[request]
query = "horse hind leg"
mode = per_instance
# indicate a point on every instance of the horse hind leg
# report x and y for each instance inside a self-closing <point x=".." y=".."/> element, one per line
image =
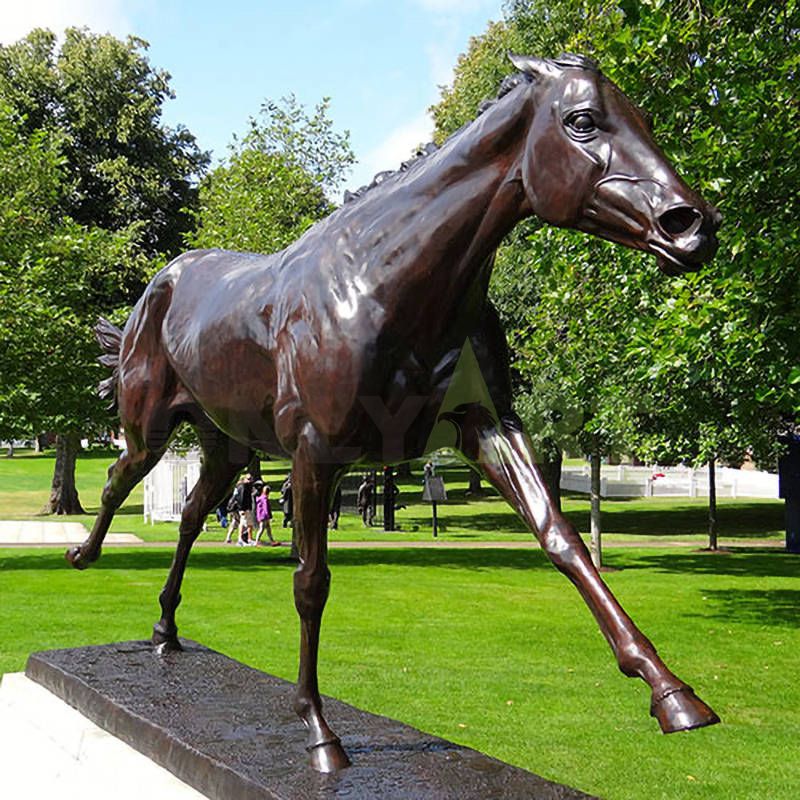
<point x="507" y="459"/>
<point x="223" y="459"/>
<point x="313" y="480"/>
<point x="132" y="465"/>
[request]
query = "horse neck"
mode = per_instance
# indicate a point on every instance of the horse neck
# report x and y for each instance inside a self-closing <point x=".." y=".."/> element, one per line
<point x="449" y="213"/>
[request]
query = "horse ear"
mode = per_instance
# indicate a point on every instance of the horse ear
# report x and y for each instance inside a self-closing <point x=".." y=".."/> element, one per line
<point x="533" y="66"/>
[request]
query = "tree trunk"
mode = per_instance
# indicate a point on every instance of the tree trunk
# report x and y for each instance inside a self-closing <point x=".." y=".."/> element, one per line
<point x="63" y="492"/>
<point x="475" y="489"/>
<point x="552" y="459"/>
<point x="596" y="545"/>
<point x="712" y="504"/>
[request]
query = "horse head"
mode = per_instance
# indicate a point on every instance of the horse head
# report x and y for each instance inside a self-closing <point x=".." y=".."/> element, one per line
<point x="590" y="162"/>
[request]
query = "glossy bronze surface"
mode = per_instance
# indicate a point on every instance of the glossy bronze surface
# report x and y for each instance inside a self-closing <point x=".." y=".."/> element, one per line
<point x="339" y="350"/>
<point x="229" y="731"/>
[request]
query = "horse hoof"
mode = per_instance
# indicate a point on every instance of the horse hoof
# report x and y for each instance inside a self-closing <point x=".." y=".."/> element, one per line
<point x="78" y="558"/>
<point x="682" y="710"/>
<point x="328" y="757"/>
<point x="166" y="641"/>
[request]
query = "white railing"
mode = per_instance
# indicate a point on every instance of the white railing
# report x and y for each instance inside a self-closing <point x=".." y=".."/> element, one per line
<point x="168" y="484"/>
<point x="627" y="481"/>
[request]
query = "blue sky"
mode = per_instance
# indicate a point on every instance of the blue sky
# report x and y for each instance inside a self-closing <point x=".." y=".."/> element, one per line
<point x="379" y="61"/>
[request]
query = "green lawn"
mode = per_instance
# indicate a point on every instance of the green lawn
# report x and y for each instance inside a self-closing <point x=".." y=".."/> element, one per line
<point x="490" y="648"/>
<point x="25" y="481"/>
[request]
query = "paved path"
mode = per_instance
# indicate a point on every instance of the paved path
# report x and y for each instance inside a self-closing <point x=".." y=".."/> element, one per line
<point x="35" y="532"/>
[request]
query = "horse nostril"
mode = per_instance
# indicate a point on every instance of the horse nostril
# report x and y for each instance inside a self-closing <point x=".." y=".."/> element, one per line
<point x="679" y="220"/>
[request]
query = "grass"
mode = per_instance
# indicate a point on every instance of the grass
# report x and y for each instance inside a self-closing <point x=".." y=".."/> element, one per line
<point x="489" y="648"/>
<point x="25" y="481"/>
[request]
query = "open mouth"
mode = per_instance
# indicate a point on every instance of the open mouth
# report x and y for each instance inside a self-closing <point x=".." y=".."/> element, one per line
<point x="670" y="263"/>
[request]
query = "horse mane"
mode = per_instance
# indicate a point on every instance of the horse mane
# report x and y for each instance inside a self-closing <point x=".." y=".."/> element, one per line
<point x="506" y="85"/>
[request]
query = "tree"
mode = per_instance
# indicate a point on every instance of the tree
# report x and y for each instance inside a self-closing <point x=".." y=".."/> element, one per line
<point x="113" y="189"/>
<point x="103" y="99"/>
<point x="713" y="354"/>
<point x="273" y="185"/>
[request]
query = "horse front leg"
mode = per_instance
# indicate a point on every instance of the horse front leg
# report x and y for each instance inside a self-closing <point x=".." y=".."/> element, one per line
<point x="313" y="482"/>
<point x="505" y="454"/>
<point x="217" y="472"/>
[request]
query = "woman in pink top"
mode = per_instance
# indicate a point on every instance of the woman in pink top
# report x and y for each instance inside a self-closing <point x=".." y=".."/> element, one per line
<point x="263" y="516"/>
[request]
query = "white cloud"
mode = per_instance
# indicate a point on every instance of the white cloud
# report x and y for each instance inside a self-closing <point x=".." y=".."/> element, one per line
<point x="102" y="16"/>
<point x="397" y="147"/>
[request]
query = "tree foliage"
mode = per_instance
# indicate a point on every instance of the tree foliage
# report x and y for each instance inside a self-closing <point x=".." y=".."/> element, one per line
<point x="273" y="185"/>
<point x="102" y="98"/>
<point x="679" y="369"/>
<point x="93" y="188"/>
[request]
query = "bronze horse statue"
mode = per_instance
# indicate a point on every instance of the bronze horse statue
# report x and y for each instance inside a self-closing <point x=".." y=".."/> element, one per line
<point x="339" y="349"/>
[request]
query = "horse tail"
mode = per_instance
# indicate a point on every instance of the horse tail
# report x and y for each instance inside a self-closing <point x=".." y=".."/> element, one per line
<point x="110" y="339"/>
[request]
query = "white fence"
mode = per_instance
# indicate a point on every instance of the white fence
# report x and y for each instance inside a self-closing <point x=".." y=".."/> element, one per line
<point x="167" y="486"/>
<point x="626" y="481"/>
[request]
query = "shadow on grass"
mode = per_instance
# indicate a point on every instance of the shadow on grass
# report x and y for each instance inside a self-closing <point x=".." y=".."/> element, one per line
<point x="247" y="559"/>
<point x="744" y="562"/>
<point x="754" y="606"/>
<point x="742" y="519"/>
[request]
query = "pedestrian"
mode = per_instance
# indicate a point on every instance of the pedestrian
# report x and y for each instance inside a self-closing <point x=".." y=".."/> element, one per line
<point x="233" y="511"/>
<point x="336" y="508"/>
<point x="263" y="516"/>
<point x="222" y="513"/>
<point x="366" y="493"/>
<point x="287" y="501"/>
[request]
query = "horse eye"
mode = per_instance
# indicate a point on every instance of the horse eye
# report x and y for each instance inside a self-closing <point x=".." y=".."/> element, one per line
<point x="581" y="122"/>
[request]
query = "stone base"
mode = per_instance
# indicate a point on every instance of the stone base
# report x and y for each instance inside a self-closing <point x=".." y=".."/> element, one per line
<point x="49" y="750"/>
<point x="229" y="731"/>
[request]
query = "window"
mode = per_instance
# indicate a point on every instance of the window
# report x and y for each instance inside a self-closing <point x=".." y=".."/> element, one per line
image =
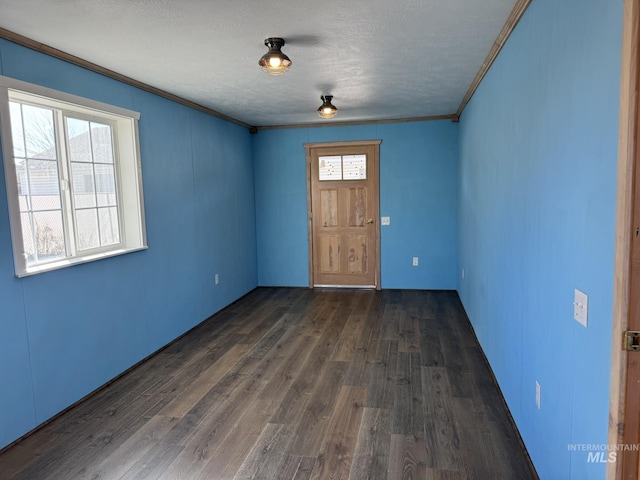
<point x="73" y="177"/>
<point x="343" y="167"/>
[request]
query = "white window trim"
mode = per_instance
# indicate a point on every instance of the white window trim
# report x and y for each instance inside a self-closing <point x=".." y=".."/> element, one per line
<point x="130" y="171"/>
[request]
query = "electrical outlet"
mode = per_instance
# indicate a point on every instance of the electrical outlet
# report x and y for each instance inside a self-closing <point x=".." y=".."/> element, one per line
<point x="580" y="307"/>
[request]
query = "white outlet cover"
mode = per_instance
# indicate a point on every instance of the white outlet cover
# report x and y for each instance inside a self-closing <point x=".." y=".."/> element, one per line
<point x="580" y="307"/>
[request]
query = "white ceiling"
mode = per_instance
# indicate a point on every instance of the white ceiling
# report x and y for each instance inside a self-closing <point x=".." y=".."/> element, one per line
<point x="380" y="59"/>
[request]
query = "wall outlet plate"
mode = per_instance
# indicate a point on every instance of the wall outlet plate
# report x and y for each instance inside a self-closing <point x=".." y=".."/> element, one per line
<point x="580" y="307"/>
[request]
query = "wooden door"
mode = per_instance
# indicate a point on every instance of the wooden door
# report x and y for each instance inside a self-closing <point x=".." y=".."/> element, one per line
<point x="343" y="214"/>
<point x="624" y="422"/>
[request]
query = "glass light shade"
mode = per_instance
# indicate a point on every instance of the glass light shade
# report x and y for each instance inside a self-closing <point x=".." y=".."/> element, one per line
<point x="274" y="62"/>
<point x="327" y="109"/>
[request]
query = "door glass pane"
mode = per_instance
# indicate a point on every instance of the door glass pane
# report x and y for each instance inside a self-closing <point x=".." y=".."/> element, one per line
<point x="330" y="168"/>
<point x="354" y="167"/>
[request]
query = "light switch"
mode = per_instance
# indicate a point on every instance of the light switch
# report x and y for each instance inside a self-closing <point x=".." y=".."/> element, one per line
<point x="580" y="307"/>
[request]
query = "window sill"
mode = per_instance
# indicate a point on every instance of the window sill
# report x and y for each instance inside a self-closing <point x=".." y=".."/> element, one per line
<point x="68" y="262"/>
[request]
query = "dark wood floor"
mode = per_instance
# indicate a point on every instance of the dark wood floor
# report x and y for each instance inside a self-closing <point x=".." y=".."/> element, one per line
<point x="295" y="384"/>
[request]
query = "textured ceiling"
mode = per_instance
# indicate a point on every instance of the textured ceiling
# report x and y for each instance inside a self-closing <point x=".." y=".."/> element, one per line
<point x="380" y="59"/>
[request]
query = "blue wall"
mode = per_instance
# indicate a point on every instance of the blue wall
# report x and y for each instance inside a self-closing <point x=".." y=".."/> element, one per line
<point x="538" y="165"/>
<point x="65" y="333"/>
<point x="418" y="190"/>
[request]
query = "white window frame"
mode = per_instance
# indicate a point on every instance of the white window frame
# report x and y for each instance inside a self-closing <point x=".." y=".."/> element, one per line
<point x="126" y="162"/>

EXERCISE DETAILS:
Pull out every line in the items above that contains the string "woman", treating uppercase and lowercase as different.

ANSWER FOR THE TASK:
query = "woman in pink top"
# indicate a point on every instance of the woman in pink top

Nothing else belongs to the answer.